● **Direction**
Rewrite each line of the material below, swapping "white shorts" for "gray shorts" and leaving everything else untouched.

Pointing records for named objects
┌────────

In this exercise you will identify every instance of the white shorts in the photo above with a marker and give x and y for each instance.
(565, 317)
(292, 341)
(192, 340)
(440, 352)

└────────

● **Final result**
In this exercise you will identify every instance of the gray shorts in the photo above with a marker and give x and y for each instance.
(565, 317)
(292, 341)
(192, 340)
(440, 352)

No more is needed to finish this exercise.